(Pointing dataset records)
►

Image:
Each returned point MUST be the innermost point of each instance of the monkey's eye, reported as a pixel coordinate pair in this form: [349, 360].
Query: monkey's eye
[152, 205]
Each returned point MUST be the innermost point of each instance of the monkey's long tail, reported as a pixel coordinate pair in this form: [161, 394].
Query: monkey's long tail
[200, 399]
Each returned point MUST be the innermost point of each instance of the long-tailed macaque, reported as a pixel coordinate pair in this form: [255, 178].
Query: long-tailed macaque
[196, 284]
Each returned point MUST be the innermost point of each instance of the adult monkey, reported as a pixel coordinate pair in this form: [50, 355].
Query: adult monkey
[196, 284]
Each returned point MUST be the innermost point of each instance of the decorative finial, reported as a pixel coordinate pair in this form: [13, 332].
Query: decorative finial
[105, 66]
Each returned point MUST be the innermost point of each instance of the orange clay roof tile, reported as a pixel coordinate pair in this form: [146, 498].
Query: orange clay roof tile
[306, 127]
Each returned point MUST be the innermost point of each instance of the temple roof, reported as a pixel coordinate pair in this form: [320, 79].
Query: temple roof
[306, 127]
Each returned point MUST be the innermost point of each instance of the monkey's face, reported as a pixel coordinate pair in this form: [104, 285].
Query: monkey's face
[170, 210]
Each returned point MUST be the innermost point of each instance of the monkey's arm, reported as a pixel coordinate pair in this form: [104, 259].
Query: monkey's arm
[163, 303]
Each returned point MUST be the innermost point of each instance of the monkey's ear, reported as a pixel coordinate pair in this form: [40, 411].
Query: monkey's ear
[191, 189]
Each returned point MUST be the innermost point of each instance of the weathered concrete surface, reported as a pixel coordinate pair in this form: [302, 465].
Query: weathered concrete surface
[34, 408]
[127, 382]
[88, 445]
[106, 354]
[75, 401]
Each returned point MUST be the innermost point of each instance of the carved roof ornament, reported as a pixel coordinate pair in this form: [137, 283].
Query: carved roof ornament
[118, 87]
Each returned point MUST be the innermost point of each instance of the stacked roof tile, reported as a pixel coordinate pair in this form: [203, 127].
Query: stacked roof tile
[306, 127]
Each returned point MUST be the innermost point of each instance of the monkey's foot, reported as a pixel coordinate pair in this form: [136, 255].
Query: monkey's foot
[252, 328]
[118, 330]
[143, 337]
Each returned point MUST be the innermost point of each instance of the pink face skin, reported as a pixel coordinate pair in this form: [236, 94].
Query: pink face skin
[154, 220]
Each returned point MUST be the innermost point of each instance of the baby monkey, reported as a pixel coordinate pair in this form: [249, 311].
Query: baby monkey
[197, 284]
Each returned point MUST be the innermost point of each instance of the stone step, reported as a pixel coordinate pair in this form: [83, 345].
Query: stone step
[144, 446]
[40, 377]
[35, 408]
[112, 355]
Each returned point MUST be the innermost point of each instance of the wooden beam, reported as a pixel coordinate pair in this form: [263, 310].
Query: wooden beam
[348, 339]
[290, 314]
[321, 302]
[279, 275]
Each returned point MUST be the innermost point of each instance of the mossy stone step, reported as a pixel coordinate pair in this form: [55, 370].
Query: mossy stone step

◄

◆ Exercise task
Reproduce each line verbatim.

◆ Expected answer
Image:
Each returned point MUST be the innermost point of each instance of the monkey's eye, reported as a pixel coordinate pair in this form: [349, 360].
Query: monkey's eye
[152, 205]
Each returned point MUST be the innermost point of each instance of the monkey's long tail, reported as a pixel coordinate pair in this form: [161, 394].
Query: monkey's long tail
[200, 399]
Each returned point MUST be the innermost point of each instance of the long-tailed macaque, reported as a pixel coordinate pair in this form: [255, 178].
Query: long-tailed macaque
[196, 284]
Each returned point MUST be the innermost point of each instance of the adult monkey, reported as a pixel coordinate pair in this form: [50, 355].
Query: adult monkey
[196, 284]
Each returned point MUST be the innermost point of each instance of the decorative finial, reported as a pixel coordinate pair in this form: [13, 332].
Query: decorative finial
[105, 66]
Each returned point MUST be the innermost point of each instance of the orange clay roof tile, reported as a pixel coordinate pair in this form: [146, 498].
Query: orange clay roof tile
[306, 127]
Each returned point MUST be the innermost point of each instance of the temple roof, reported as a pixel coordinate pair in this form: [320, 79].
Query: temple roof
[306, 127]
Each returned point MUST be the innermost point of each instance of the monkey's face, reported as a pixel coordinate pair in this form: [104, 285].
Query: monkey's face
[170, 210]
Each returned point MUST be the innermost point of each instance of the monkey's arm, reported as a pixel coordinate pair in this form: [104, 259].
Query: monkey's arm
[163, 303]
Each returned point MUST be the innermost point of each instance of the monkey's ear, reported as a pixel coordinate pair in this form: [40, 411].
Query: monkey's ear
[191, 189]
Each returned point MUST be the innermost point of each instance of the weathered concrete surface, reported as a pixel coordinate pair in this form: [302, 465].
Query: weathered concrete surface
[34, 408]
[127, 382]
[88, 445]
[106, 354]
[75, 401]
Each returned point MUST be the innermost point of each instance of the carved roof ornament, reported as a pixel coordinate pair in this form: [137, 283].
Query: carved roof ornament
[118, 87]
Each returned point MUST be the innermost point of each instance of the stacked roof tile, reported as a pixel coordinate pair in this form: [203, 127].
Query: stacked roof tile
[306, 127]
Each returned point MUST be the innermost point of each instance of the monkey's foot, reported as a pixel coordinate pair in this form: [136, 255].
Query: monkey's foot
[252, 328]
[118, 330]
[143, 337]
Each returned point MUST be the innermost point of each instance of the pink face skin, reported as a pixel coordinate pair in this form: [236, 94].
Query: pink face skin
[154, 220]
Each returned point MUST be the innermost point of each instance of the baby monkey, reported as a pixel coordinate pair in this form: [249, 311].
Query: baby monkey
[197, 284]
Each returned point MUST be the innermost point of each instance of the stone step, reported as a pixel coordinate pair in this form: [83, 345].
Query: stone step
[144, 446]
[40, 377]
[35, 408]
[112, 355]
Each returned point MUST be the innermost point of each instance of the wooden beam, reported as a pixel coordinate pair in this form: [263, 310].
Query: wooden beam
[348, 339]
[290, 314]
[321, 302]
[279, 275]
Each returned point MUST be the innermost point of each instance of the mossy stone step, reported as a pixel coordinate pair in this form: [55, 370].
Query: mossy stone step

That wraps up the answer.